:: WHAT IS REQUIRED ::
Only one stretch of the data below is needed. Output the lines from the one with "For the audit, pick out each instance of the terracotta" up to and including the one with "Target: terracotta roof tile", exactly as they stand.

[EXERCISE MATERIAL — start]

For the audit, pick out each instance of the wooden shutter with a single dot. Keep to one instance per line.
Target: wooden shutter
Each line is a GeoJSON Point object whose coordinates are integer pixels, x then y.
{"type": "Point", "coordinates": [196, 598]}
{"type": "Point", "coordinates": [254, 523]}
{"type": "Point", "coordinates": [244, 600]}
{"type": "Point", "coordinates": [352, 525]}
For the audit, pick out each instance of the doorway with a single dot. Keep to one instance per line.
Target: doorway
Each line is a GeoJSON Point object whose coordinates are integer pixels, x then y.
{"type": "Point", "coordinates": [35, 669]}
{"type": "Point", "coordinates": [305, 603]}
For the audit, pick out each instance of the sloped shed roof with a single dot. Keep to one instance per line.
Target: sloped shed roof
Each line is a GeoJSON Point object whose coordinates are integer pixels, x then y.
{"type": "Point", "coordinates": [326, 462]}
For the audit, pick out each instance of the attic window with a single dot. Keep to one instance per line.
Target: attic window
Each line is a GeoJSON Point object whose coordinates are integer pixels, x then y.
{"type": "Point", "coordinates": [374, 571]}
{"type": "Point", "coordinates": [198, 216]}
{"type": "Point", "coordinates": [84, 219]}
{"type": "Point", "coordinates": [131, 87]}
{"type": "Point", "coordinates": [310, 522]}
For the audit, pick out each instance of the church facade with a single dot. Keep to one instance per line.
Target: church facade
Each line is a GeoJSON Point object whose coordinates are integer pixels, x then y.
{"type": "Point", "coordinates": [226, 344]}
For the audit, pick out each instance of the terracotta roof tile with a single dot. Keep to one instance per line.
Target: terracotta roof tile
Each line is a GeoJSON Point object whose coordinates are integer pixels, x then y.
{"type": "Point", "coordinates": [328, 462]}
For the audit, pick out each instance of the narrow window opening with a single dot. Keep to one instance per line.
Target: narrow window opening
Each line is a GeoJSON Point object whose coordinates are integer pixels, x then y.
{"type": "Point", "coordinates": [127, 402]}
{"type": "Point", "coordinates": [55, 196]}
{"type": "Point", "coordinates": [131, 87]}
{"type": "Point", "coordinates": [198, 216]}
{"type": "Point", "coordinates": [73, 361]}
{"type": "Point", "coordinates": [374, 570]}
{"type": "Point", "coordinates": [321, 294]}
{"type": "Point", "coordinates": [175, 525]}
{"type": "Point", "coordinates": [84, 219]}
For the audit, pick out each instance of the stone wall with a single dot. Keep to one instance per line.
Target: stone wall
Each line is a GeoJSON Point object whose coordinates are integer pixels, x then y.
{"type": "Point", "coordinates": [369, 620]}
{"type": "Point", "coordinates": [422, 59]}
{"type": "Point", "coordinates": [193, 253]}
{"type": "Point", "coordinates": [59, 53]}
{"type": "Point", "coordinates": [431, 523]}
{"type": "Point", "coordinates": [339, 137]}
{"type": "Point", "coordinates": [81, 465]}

[EXERCISE MATERIAL — finish]
[EXERCISE MATERIAL — start]

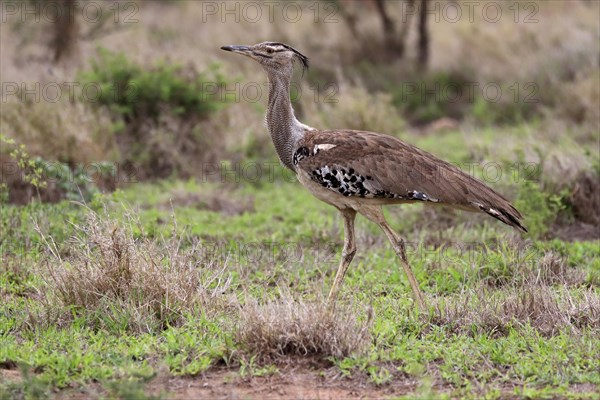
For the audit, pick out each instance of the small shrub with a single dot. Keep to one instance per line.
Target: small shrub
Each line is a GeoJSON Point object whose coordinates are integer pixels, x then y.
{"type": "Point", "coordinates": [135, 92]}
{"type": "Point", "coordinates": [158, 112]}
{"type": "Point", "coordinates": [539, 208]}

[EXERCISE MATERIAL — finish]

:: YOUR SOLUTION ::
For the audit, pick out each instance of the terracotta roof tile with a single dot. Keep to one instance per line.
Target: terracotta roof tile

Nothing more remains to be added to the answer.